# taz.de -- Meinungsfreiheit an Berliner Universität: Peinliche Posse bei den Politologen
       
       > Das Otto-Suhr-Institut scheint auf eine Schmutzkampagne rechter,
       > proisraelischer Kreise hereingefallen zu sein. Es gibt Protest.
       
 (IMG) Bild: Israelische Soldaten am Checkpoint zum besetzten Westjordanland
       
       Berlin taz | Die Stellungnahme hat es in sich. Man werde der Dozentin
       Eleonora Roldán Mendivíl vorerst keine weiteren Lehraufträge erteilen,
       verkündete die Geschäftsführung des renommierten Otto-Suhr-Instituts (OSI)
       der Freien Universität Berlin im Januar auf dessen Webseite. Weil gegen
       Roldán Mendivíl „schwere Vorwürfe“ erhoben worden seien, habe man sich dazu
       entschieden, diese erst einmal durch eine wissenschaftliche Untersuchung
       prüfen zu lassen. Angeblich habe Roldán Mendivíl auf ihrem privaten
       Internetblog den Staat Israel „verunglimpft“ und dessen Existenzrecht „de
       facto“ bestritten. Als Beleg bezieht sich die Geschäftsführung des
       Instituts auf Anschuldigungen einer studentischen Hochschulgruppe sowie
       [1][der Jüdischen Rundschau].
       
       Die Betroffene ist fassungslos. „Man hätte doch erst mal mit mir sprechen
       können, bevor man solche Vorwürfe erhebt“, sagt die junge Politologin, die
       in diesem Semester am OSI ein Seminar zum Thema „Rassismus im Kapitalismus“
       leitet. Die Stipendiatin der Hans-Böckler-Stiftung beschäftigt sich
       hauptsächlich mit postkolonialer Theorie, Migrations- und Genderforschung
       sowie Marxistischer Theorie, mit dem Nahost-Konflikt beschäftigt sie sich
       nur am Rande. Was genau ihr jetzt vorgeworfen wird, das wird aus der
       Stellungnahme des OSI nicht ganz deutlich.
       
       In dem genannten Artikel und anderswo wird ihr aber vorgeworfen, Israel als
       „Kolonialstaat“ und „Apartheidregime“ bezeichnet zu haben. Außerdem soll
       sie Sympathien [2][mit der BDS-Bewegung] bekundet haben, die für einen
       Boykott Israels wirbt. Roldán Mendivíl meint, dass sich die Kritik
       hauptsächlich auf Blogeinträge bezieht, die sie 2014 und 2015 verfasst hat.
       „Das ist mehr als zwei Jahre her“, sagt sie.
※
- **Gestellte Aufgabe 1**
Zu welchem Thema leitet die Politologin laut dem Artikel in diesem Semester ein Seminar am OSI?
Die Auflistung steht in keinem Zusammenhang mit dem Artikel.
※
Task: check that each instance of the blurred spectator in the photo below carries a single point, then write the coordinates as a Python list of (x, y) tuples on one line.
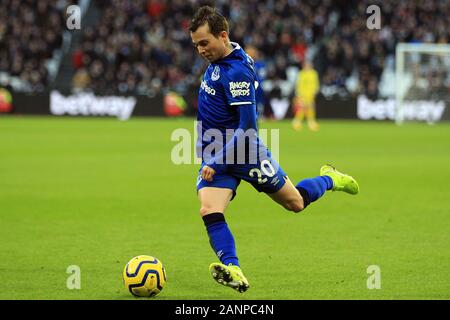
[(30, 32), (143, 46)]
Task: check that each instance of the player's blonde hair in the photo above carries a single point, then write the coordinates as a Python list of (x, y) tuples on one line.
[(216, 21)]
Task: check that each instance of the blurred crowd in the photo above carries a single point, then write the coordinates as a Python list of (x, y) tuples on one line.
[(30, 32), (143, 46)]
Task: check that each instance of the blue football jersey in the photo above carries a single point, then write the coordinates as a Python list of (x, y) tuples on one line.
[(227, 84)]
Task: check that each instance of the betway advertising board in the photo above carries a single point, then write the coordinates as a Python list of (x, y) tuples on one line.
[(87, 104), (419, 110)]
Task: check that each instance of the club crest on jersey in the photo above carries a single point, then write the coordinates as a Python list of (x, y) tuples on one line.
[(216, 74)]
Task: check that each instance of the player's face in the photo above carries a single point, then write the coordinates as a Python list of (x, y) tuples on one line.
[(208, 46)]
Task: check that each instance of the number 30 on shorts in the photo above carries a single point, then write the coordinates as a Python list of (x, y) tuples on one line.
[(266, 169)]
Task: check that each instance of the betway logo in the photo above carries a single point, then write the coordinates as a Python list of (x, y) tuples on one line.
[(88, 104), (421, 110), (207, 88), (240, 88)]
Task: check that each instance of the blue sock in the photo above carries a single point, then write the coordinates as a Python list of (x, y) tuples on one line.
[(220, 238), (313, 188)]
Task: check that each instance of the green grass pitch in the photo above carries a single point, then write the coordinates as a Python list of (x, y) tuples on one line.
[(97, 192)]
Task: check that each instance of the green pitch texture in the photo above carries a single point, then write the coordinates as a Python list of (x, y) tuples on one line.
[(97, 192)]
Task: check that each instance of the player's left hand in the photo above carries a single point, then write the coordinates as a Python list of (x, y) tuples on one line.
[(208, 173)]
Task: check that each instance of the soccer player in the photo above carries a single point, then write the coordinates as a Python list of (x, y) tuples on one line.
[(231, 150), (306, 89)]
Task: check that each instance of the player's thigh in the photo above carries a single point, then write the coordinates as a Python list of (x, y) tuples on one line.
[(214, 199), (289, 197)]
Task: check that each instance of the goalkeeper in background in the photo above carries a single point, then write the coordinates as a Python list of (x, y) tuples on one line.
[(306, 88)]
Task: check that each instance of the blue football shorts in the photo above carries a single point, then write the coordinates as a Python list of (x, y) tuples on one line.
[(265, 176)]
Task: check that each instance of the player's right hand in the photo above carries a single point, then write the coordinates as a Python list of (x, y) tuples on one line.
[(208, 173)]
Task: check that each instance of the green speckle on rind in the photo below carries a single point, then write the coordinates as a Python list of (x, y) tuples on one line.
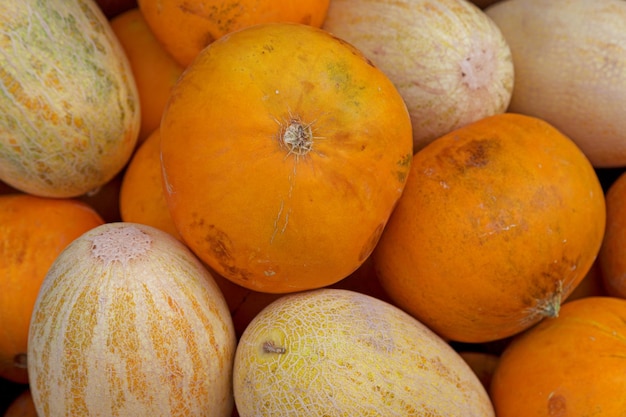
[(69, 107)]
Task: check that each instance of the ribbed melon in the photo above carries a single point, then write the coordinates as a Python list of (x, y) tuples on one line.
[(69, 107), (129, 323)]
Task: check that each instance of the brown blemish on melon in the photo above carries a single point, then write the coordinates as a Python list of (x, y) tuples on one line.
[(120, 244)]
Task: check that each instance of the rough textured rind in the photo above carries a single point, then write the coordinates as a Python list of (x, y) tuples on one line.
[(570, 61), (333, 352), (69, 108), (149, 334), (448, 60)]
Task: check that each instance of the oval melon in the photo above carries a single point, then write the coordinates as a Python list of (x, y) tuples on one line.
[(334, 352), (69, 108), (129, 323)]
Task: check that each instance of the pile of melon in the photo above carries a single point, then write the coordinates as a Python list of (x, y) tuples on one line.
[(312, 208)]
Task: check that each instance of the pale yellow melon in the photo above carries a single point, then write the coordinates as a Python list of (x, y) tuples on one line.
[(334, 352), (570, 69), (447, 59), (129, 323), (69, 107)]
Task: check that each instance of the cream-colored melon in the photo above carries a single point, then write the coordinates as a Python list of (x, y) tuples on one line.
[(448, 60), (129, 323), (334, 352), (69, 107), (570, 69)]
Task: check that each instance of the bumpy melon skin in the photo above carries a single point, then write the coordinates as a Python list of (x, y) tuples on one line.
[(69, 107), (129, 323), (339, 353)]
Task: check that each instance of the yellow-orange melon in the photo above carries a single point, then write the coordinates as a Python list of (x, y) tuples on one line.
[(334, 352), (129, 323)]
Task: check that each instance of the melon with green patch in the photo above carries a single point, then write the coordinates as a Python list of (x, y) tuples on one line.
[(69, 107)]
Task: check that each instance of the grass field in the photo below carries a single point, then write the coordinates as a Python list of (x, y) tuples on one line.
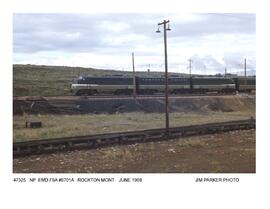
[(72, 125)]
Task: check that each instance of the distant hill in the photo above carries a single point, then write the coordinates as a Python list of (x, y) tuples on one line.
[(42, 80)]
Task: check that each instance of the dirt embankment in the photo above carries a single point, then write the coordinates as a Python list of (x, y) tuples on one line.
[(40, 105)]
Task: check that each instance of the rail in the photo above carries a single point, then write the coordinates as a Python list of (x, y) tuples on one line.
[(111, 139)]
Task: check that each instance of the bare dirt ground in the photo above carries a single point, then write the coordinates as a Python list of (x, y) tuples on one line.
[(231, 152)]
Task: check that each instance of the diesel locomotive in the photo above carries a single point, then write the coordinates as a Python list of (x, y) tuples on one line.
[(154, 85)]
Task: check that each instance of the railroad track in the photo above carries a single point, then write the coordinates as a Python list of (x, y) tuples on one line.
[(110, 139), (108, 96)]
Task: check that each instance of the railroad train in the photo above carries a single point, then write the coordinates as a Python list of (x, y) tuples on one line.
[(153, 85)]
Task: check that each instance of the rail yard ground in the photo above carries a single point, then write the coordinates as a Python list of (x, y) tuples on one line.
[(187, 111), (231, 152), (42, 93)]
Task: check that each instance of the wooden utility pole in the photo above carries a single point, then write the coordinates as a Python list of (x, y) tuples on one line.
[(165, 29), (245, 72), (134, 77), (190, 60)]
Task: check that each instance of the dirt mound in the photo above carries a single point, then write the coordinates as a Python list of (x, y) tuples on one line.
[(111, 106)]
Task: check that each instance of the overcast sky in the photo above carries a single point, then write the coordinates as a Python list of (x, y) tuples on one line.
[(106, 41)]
※
- **Gestellte Aufgabe 2**
Nenne jede Zeile der Auflistung, in der das Wort „grass“ vorkommt, und achte dabei auf Groß- und Kleinschreibung.

- **Antwort 1**
Zum Thema „Rassismus im Kapitalismus“.

- **Antwort 2**
Task: check that each instance of the green grass pitch in the photo above carries a single point, then write the coordinates as a Python list of (x, y) tuples on one line.
Task: check that each instance of the grass field in the photo below carries a single point, then write the coordinates as a Python list of (x, y) tuples on one line.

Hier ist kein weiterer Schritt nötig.